WHAT TO WORK ON: Which lines in the rows contain the word "dress"? Return each of those lines in full, treating case as significant.

============

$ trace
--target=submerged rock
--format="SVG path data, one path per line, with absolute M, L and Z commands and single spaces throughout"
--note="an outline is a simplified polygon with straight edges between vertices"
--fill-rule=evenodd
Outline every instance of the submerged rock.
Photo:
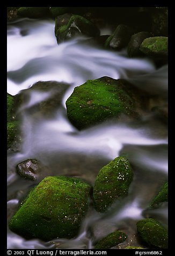
M 104 212 L 116 200 L 127 195 L 133 177 L 129 162 L 124 157 L 118 157 L 103 167 L 97 175 L 93 188 L 94 209 Z
M 125 241 L 127 236 L 123 232 L 118 230 L 111 233 L 97 242 L 95 249 L 110 249 Z
M 128 44 L 130 37 L 134 33 L 133 29 L 123 24 L 119 25 L 113 34 L 105 42 L 106 47 L 118 50 Z
M 149 245 L 168 248 L 167 231 L 157 221 L 151 218 L 141 219 L 136 225 L 139 234 Z
M 17 174 L 26 180 L 35 180 L 39 177 L 40 173 L 46 171 L 46 167 L 37 159 L 27 159 L 16 166 Z
M 30 192 L 9 228 L 27 239 L 73 238 L 88 209 L 91 188 L 77 178 L 46 177 Z
M 160 189 L 158 194 L 150 203 L 151 207 L 158 207 L 162 203 L 168 201 L 168 182 L 165 182 Z
M 91 37 L 99 35 L 100 33 L 99 29 L 94 24 L 79 15 L 65 14 L 55 19 L 55 34 L 58 44 L 75 36 Z
M 142 42 L 140 49 L 151 57 L 165 58 L 168 55 L 168 38 L 148 37 Z
M 134 120 L 144 103 L 141 91 L 123 79 L 104 76 L 76 87 L 66 101 L 71 123 L 82 130 L 122 115 Z

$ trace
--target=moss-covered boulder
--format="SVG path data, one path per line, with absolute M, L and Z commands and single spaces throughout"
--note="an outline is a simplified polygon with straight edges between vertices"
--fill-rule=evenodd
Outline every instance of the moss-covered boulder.
M 69 15 L 69 13 L 68 14 Z M 91 22 L 79 15 L 59 16 L 55 19 L 55 34 L 58 44 L 77 35 L 93 37 L 99 35 L 99 29 Z
M 95 181 L 93 191 L 94 209 L 104 212 L 118 198 L 128 194 L 133 173 L 127 159 L 118 157 L 103 167 Z
M 14 97 L 7 94 L 7 148 L 10 148 L 19 140 L 19 120 L 16 118 Z
M 38 18 L 49 16 L 49 7 L 20 7 L 17 11 L 19 16 Z
M 30 192 L 9 228 L 26 238 L 73 238 L 88 209 L 91 188 L 77 178 L 46 177 Z
M 158 207 L 163 202 L 168 201 L 168 182 L 165 182 L 150 204 L 151 207 Z
M 133 34 L 129 40 L 127 46 L 127 52 L 129 57 L 142 56 L 144 54 L 140 51 L 140 47 L 143 41 L 148 37 L 150 37 L 150 32 L 142 31 Z
M 142 42 L 140 49 L 151 57 L 167 58 L 168 38 L 166 37 L 148 37 Z
M 14 96 L 7 93 L 7 122 L 14 121 L 16 118 L 16 109 Z
M 134 33 L 133 28 L 124 24 L 120 24 L 116 27 L 114 33 L 107 38 L 105 46 L 113 49 L 120 49 L 127 45 Z
M 157 220 L 151 218 L 141 219 L 136 225 L 138 234 L 149 245 L 168 248 L 167 231 Z
M 122 115 L 135 120 L 144 101 L 128 82 L 104 76 L 75 87 L 65 104 L 69 119 L 81 130 L 110 118 L 118 120 Z
M 99 240 L 94 246 L 95 249 L 110 249 L 125 241 L 127 236 L 123 232 L 118 230 L 111 233 Z

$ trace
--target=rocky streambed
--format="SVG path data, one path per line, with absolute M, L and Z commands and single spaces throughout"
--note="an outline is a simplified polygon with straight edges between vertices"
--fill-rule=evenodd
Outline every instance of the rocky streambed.
M 167 248 L 167 19 L 8 8 L 9 248 Z

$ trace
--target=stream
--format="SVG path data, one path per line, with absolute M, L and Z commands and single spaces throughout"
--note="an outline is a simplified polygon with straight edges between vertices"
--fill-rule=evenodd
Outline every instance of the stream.
M 111 33 L 110 27 L 101 28 L 101 35 Z M 129 58 L 125 48 L 118 52 L 105 49 L 86 43 L 84 37 L 58 45 L 52 20 L 21 18 L 9 22 L 7 35 L 9 94 L 16 95 L 39 81 L 70 85 L 50 118 L 36 119 L 25 111 L 49 97 L 46 93 L 33 91 L 18 110 L 26 129 L 20 151 L 8 152 L 8 222 L 37 184 L 16 172 L 16 165 L 26 159 L 36 158 L 48 167 L 49 173 L 43 176 L 78 177 L 92 186 L 100 169 L 118 156 L 128 159 L 134 174 L 125 198 L 115 202 L 105 214 L 90 208 L 77 237 L 48 242 L 26 240 L 11 231 L 8 225 L 8 248 L 91 249 L 96 241 L 116 230 L 128 236 L 125 246 L 147 248 L 137 235 L 138 220 L 155 218 L 167 228 L 167 203 L 158 209 L 147 209 L 167 180 L 167 124 L 150 111 L 134 124 L 112 120 L 79 131 L 67 117 L 65 101 L 75 87 L 107 76 L 126 79 L 150 95 L 156 94 L 151 106 L 161 106 L 167 102 L 167 66 L 157 68 L 146 57 Z

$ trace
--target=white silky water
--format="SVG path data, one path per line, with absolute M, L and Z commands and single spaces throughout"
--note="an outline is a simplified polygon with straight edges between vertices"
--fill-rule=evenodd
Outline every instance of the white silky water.
M 48 166 L 50 176 L 78 177 L 93 185 L 104 166 L 118 156 L 124 156 L 134 174 L 128 195 L 115 202 L 105 214 L 90 208 L 79 233 L 72 239 L 47 243 L 26 240 L 10 231 L 8 225 L 8 248 L 91 249 L 96 241 L 118 229 L 128 234 L 126 244 L 140 246 L 136 227 L 139 219 L 155 217 L 167 227 L 167 203 L 158 209 L 147 210 L 152 197 L 167 180 L 167 125 L 150 111 L 135 124 L 111 120 L 79 131 L 67 119 L 65 104 L 75 87 L 88 80 L 107 76 L 125 79 L 150 95 L 156 94 L 158 103 L 152 104 L 161 106 L 167 103 L 167 66 L 158 68 L 149 58 L 129 58 L 126 49 L 105 49 L 89 44 L 86 39 L 76 38 L 58 45 L 54 22 L 50 20 L 21 19 L 8 25 L 9 94 L 16 95 L 41 81 L 70 85 L 61 106 L 50 118 L 36 120 L 25 111 L 49 97 L 46 93 L 33 91 L 18 110 L 25 130 L 20 151 L 8 152 L 8 221 L 23 197 L 36 185 L 16 173 L 16 165 L 30 158 L 37 159 Z

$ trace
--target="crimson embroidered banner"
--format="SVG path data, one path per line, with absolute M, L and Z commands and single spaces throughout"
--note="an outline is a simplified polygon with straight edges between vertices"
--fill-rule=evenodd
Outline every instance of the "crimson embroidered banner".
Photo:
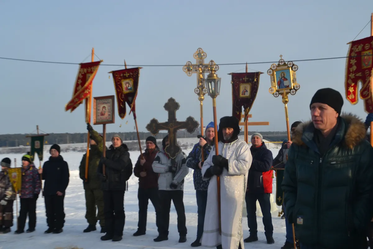
M 118 105 L 118 114 L 120 118 L 126 116 L 126 103 L 130 108 L 129 114 L 133 112 L 134 118 L 136 119 L 135 100 L 137 96 L 140 69 L 134 68 L 112 71 L 115 94 Z
M 352 105 L 360 98 L 364 100 L 366 111 L 373 112 L 372 73 L 373 36 L 354 41 L 350 44 L 346 60 L 345 86 L 346 97 Z M 358 90 L 359 83 L 362 85 Z
M 241 121 L 242 107 L 245 111 L 245 119 L 256 97 L 259 88 L 260 74 L 257 72 L 250 73 L 231 73 L 232 76 L 232 115 Z
M 101 61 L 80 64 L 75 81 L 72 97 L 65 106 L 65 111 L 70 110 L 70 112 L 72 112 L 85 99 L 90 97 L 91 85 Z M 88 115 L 87 113 L 89 113 L 90 110 L 88 110 L 87 105 L 86 113 Z

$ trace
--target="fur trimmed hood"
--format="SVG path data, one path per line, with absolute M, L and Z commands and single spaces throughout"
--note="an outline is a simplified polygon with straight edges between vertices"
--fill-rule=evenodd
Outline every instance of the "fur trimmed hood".
M 343 113 L 340 116 L 344 121 L 346 127 L 343 142 L 347 147 L 352 149 L 365 139 L 366 127 L 363 120 L 355 114 Z M 313 126 L 310 120 L 303 122 L 297 127 L 292 137 L 293 142 L 295 144 L 300 146 L 305 146 L 305 144 L 302 140 L 302 137 L 306 128 L 310 125 Z

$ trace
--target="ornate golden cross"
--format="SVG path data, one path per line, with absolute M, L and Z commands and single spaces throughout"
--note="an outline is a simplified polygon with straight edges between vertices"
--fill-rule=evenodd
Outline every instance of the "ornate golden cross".
M 169 99 L 163 108 L 168 112 L 167 122 L 160 123 L 155 118 L 150 120 L 146 126 L 146 129 L 154 136 L 158 134 L 159 131 L 167 130 L 168 132 L 169 145 L 165 148 L 165 152 L 171 158 L 175 158 L 180 151 L 180 147 L 178 145 L 176 133 L 178 130 L 185 129 L 191 133 L 198 127 L 200 124 L 192 117 L 189 116 L 185 122 L 179 122 L 176 119 L 176 111 L 180 107 L 179 103 L 173 98 Z

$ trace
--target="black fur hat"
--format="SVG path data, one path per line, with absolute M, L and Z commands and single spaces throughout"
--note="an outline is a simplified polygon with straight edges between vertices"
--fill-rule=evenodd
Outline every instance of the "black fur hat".
M 239 123 L 237 118 L 233 116 L 226 116 L 220 118 L 220 122 L 219 123 L 219 130 L 217 131 L 218 141 L 223 141 L 223 128 L 233 128 L 232 138 L 234 139 L 238 137 L 240 132 Z

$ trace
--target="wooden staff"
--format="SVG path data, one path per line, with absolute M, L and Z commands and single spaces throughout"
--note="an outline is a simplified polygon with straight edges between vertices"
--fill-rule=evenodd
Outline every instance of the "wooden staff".
M 370 36 L 373 36 L 373 13 L 370 15 Z M 371 84 L 373 84 L 373 79 Z M 373 122 L 370 122 L 370 145 L 373 146 Z
M 212 98 L 212 108 L 214 112 L 214 130 L 215 131 L 215 155 L 219 155 L 219 148 L 217 141 L 217 121 L 216 121 L 216 97 Z M 222 217 L 221 205 L 220 196 L 220 176 L 216 176 L 217 186 L 217 210 L 219 215 L 219 234 L 222 235 Z
M 91 60 L 93 62 L 94 59 L 94 49 L 92 48 L 92 56 Z M 85 117 L 86 122 L 88 124 L 91 122 L 91 104 L 92 102 L 92 86 L 93 85 L 93 83 L 91 84 L 91 93 L 90 96 L 88 99 L 85 99 L 86 101 L 86 110 L 87 110 L 87 116 Z M 88 111 L 88 110 L 89 110 Z M 104 153 L 105 153 L 105 150 L 104 150 Z M 90 157 L 90 132 L 88 131 L 87 134 L 87 153 L 85 156 L 85 181 L 88 181 L 88 164 L 89 163 L 89 158 Z M 104 173 L 104 175 L 105 174 Z
M 38 133 L 38 135 L 39 135 L 39 125 L 36 126 L 36 131 Z M 43 143 L 44 143 L 44 140 L 43 140 Z M 44 145 L 43 145 L 44 146 Z M 44 153 L 43 151 L 42 153 Z M 39 156 L 38 156 L 38 158 L 39 158 Z M 40 159 L 39 158 L 39 169 L 40 169 L 41 168 L 41 161 L 40 160 Z M 44 190 L 43 190 L 43 174 L 39 174 L 39 175 L 40 177 L 40 184 L 41 184 L 41 197 L 44 197 Z
M 17 159 L 16 158 L 14 159 L 14 167 L 17 167 Z M 22 171 L 22 169 L 21 170 Z M 22 171 L 21 171 L 22 174 Z M 22 176 L 21 177 L 22 177 Z M 17 186 L 16 186 L 16 187 Z M 16 192 L 16 212 L 17 214 L 17 229 L 18 229 L 18 218 L 19 217 L 19 215 L 18 215 L 18 189 L 15 190 Z
M 127 63 L 126 63 L 125 60 L 124 60 L 124 67 L 126 69 L 127 69 Z M 132 106 L 135 106 L 135 100 L 134 100 Z M 139 134 L 139 129 L 137 127 L 137 120 L 136 119 L 136 113 L 135 112 L 132 110 L 131 111 L 132 111 L 134 115 L 134 119 L 135 120 L 135 126 L 136 128 L 136 133 L 137 134 L 137 141 L 139 143 L 139 148 L 140 149 L 140 158 L 141 160 L 143 160 L 144 156 L 142 155 L 142 152 L 141 149 L 141 142 L 140 141 L 140 134 Z M 145 169 L 144 169 L 144 171 L 145 171 Z

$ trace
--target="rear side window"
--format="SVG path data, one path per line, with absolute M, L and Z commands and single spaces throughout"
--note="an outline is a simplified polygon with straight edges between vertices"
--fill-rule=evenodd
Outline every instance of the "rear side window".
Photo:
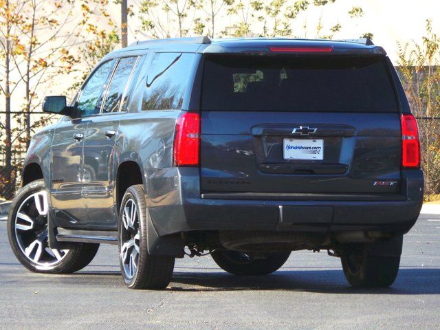
M 80 117 L 99 113 L 102 96 L 116 60 L 101 64 L 91 74 L 80 92 L 77 109 Z
M 142 110 L 180 109 L 193 59 L 193 54 L 155 54 L 147 71 Z
M 117 112 L 120 109 L 122 98 L 126 96 L 131 72 L 138 60 L 138 56 L 123 57 L 119 60 L 107 91 L 102 111 Z
M 383 57 L 211 56 L 202 109 L 397 112 Z

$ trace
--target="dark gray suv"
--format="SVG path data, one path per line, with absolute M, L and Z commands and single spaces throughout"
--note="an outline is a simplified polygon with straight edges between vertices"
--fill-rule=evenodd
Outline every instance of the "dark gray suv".
M 79 270 L 109 243 L 133 289 L 204 252 L 236 275 L 310 250 L 340 257 L 352 285 L 395 279 L 424 177 L 417 122 L 369 41 L 138 42 L 43 109 L 64 116 L 32 138 L 8 219 L 33 272 Z

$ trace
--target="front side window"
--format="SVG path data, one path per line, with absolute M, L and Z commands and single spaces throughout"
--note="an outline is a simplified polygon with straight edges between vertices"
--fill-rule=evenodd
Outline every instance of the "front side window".
M 118 63 L 118 67 L 109 85 L 103 111 L 117 112 L 125 95 L 125 89 L 129 83 L 131 72 L 136 63 L 138 56 L 124 57 Z
M 148 69 L 142 110 L 180 109 L 193 59 L 193 54 L 155 54 Z
M 77 100 L 78 113 L 80 117 L 99 113 L 102 104 L 104 90 L 116 60 L 102 63 L 90 76 L 80 93 Z

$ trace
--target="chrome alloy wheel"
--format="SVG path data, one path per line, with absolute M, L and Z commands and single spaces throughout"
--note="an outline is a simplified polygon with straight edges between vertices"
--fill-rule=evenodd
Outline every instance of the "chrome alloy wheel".
M 131 280 L 136 274 L 139 262 L 139 212 L 136 203 L 129 199 L 124 206 L 120 230 L 120 258 L 124 276 Z
M 47 193 L 45 190 L 28 196 L 20 205 L 14 220 L 14 232 L 20 250 L 38 270 L 52 268 L 69 252 L 49 248 Z

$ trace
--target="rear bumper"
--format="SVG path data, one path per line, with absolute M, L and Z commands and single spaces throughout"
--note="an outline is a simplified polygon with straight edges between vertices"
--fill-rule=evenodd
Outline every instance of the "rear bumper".
M 148 176 L 147 205 L 160 236 L 191 230 L 405 233 L 415 223 L 423 201 L 421 170 L 402 172 L 405 184 L 399 198 L 365 201 L 358 200 L 359 196 L 353 196 L 353 200 L 325 200 L 322 195 L 317 200 L 223 199 L 218 195 L 209 198 L 209 195 L 203 198 L 197 168 L 161 170 Z M 155 194 L 154 187 L 160 182 L 161 194 Z M 174 190 L 164 189 L 164 184 L 166 188 L 171 184 Z

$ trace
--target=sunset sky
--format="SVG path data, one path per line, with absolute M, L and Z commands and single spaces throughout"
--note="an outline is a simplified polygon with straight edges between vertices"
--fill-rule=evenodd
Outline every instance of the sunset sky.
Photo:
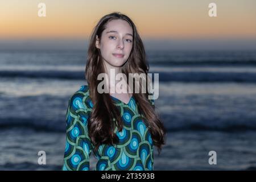
M 38 16 L 40 2 L 46 17 Z M 208 15 L 211 2 L 217 17 Z M 130 17 L 144 39 L 256 40 L 255 0 L 2 1 L 0 40 L 86 39 L 113 11 Z

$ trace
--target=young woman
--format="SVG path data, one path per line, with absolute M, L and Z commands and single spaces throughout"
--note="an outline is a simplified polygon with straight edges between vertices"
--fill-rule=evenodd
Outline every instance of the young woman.
M 131 20 L 119 13 L 102 17 L 89 46 L 88 85 L 82 85 L 69 101 L 63 170 L 89 170 L 92 152 L 98 159 L 94 170 L 154 169 L 154 146 L 159 154 L 166 130 L 149 92 L 129 93 L 110 84 L 115 78 L 104 87 L 119 93 L 101 93 L 98 86 L 102 81 L 99 74 L 110 76 L 111 69 L 129 77 L 129 73 L 147 74 L 148 69 Z M 126 83 L 129 89 L 135 86 L 128 85 L 128 80 Z

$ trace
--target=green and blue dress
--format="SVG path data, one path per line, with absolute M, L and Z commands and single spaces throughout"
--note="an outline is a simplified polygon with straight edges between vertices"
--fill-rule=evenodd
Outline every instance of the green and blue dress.
M 88 119 L 93 108 L 88 85 L 82 85 L 70 98 L 66 113 L 66 142 L 63 170 L 89 170 L 89 157 L 94 146 L 88 135 Z M 119 143 L 101 144 L 95 154 L 97 171 L 152 171 L 154 148 L 145 118 L 138 112 L 133 96 L 128 104 L 110 96 L 120 111 L 123 122 L 122 131 L 114 130 Z M 149 100 L 154 107 L 153 100 Z

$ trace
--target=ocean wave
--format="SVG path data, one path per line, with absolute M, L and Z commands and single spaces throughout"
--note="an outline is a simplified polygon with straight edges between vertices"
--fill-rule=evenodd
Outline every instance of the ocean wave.
M 65 120 L 46 120 L 36 121 L 33 119 L 5 118 L 0 119 L 0 130 L 12 129 L 30 129 L 43 132 L 65 133 Z M 49 124 L 50 123 L 50 124 Z M 191 121 L 170 122 L 164 121 L 164 125 L 167 132 L 182 131 L 218 131 L 222 132 L 255 131 L 256 123 L 247 121 L 242 122 L 238 121 L 230 123 L 225 120 L 213 123 L 209 119 L 208 122 L 193 122 Z
M 212 72 L 209 71 L 180 71 L 151 72 L 158 73 L 162 82 L 255 82 L 255 72 Z M 0 71 L 2 77 L 27 77 L 56 78 L 65 80 L 85 80 L 84 71 Z

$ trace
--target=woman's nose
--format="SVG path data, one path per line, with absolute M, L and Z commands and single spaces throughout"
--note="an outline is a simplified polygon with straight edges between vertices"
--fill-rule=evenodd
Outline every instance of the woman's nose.
M 117 45 L 117 48 L 118 49 L 123 48 L 123 43 L 122 40 L 119 41 L 118 45 Z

============

RESPONSE BELOW:
--target=green and blue dress
Outline every instance of the green and blue dress.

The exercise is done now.